> **Goal**
Copy every one of the records below word for word, leaving out the pictures.

**** Records shown

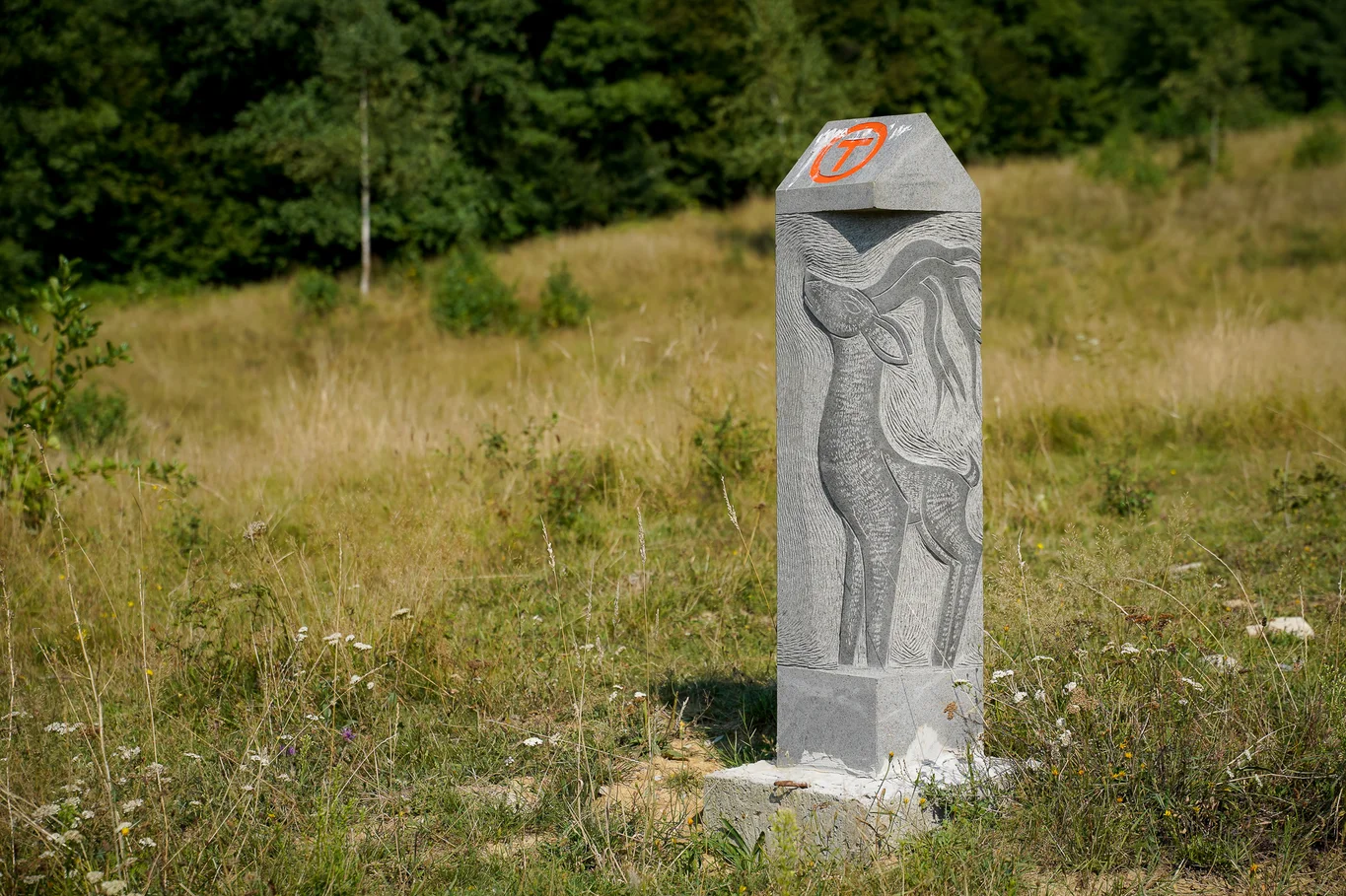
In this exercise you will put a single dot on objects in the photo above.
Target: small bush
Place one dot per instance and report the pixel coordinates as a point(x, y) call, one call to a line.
point(1125, 159)
point(471, 298)
point(563, 303)
point(1123, 491)
point(1322, 147)
point(317, 294)
point(730, 448)
point(92, 417)
point(30, 482)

********

> **Complete response**
In this exercise you will put a single dot on objects in the photo above.
Target: small bush
Place one dot per instance and report the pixel coordinates as a point(x, y) call, one call to a line.
point(1125, 159)
point(471, 298)
point(563, 303)
point(1123, 491)
point(1322, 147)
point(317, 294)
point(730, 448)
point(92, 417)
point(30, 482)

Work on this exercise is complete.